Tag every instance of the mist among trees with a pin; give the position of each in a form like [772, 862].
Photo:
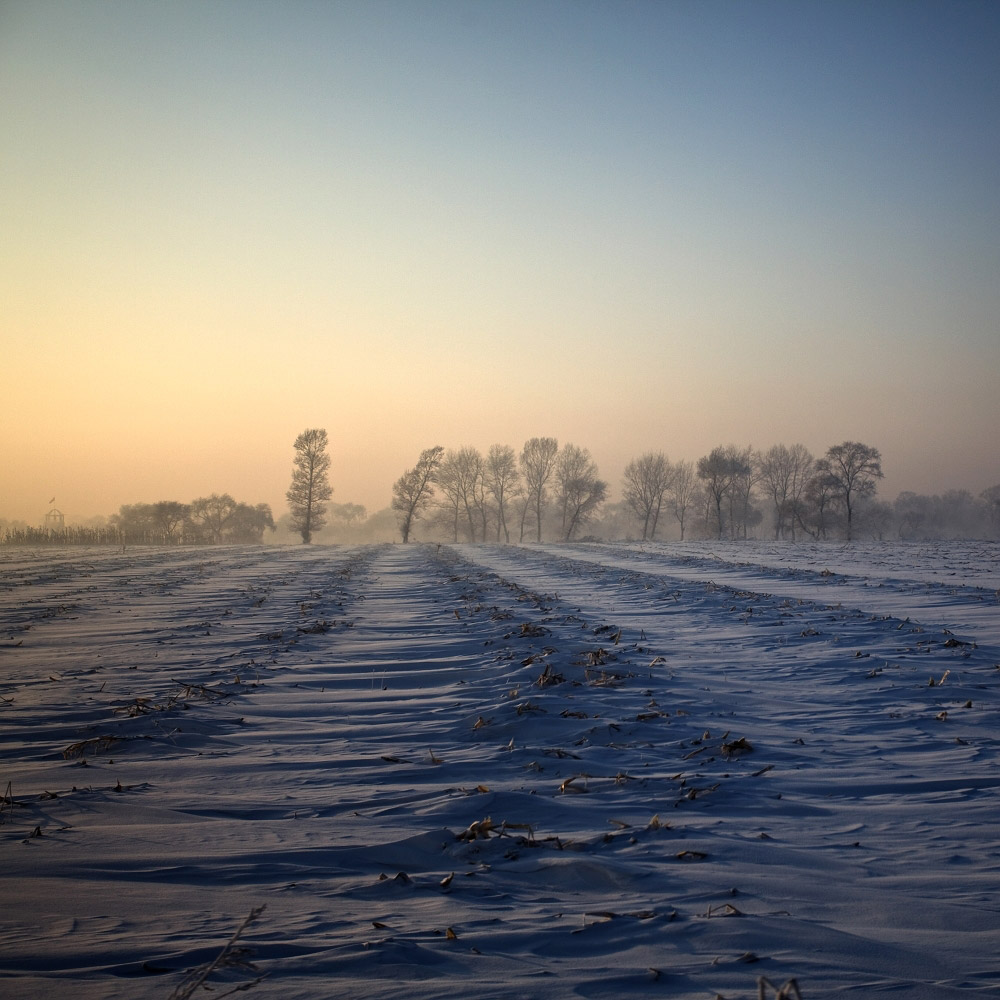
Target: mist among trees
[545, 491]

* * *

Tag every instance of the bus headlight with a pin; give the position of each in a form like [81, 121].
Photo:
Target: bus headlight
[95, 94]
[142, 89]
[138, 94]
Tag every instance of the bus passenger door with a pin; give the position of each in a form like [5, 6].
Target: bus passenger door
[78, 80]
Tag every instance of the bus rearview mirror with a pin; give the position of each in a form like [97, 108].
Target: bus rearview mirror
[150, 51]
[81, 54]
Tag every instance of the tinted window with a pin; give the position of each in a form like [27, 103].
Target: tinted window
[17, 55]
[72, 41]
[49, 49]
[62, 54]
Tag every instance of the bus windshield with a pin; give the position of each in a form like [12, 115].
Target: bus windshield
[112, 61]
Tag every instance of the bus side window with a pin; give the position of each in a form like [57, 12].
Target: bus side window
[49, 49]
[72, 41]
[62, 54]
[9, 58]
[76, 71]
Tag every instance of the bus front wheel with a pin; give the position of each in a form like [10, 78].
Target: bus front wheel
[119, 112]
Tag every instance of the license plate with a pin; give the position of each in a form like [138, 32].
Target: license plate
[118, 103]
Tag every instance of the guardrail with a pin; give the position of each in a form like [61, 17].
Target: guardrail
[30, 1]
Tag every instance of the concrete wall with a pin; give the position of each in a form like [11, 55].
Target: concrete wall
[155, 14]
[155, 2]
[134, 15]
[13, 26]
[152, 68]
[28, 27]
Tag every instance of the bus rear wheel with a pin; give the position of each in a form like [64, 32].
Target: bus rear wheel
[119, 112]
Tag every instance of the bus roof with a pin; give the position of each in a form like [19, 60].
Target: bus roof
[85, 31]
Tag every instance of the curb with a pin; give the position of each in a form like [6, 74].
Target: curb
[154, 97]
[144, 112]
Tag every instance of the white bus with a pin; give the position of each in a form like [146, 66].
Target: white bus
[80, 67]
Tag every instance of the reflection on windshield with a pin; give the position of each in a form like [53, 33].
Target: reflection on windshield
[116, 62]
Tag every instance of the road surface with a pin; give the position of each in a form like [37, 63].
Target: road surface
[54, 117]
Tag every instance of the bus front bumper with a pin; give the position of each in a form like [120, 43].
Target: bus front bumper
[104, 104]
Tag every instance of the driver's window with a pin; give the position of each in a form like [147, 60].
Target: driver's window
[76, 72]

---

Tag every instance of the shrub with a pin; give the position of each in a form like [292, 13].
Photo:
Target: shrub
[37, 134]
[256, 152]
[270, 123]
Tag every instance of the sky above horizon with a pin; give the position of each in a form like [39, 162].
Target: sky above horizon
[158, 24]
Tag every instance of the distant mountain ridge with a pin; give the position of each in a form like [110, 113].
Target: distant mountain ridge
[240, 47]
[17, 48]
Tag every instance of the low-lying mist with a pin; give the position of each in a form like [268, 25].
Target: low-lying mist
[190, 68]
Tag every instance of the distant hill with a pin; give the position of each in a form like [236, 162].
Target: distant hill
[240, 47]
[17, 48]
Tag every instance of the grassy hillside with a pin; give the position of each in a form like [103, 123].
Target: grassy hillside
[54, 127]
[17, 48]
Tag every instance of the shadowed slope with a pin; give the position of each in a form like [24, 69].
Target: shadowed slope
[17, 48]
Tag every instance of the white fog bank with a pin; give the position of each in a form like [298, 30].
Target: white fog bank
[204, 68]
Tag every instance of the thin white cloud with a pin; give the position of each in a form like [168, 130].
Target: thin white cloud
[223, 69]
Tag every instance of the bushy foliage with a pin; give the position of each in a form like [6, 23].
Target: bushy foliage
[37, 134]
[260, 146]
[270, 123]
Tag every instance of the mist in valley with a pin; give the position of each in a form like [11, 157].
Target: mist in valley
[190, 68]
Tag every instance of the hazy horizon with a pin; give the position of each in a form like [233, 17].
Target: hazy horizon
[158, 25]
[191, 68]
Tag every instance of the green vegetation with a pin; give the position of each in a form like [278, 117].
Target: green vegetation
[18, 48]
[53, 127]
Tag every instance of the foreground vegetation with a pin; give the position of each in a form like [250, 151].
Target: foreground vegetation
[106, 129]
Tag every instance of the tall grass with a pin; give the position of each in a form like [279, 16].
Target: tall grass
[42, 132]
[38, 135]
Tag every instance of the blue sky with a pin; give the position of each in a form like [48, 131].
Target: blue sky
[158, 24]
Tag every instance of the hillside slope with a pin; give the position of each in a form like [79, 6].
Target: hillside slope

- **To be done**
Rewrite everything from the line containing "Tag every instance of the blue" down to the line containing "Target: hillside slope", changing "blue sky" to "clear sky" and keeping every other part of those lines the same. Return only those lines.

- **Output below**
Tag every instance of the clear sky with a pin; give the position of each in a form like [48, 131].
Target: clear sky
[158, 24]
Tag every instance of the hillside slope with a pin; give the position of each in a form like [79, 6].
Target: hillside slope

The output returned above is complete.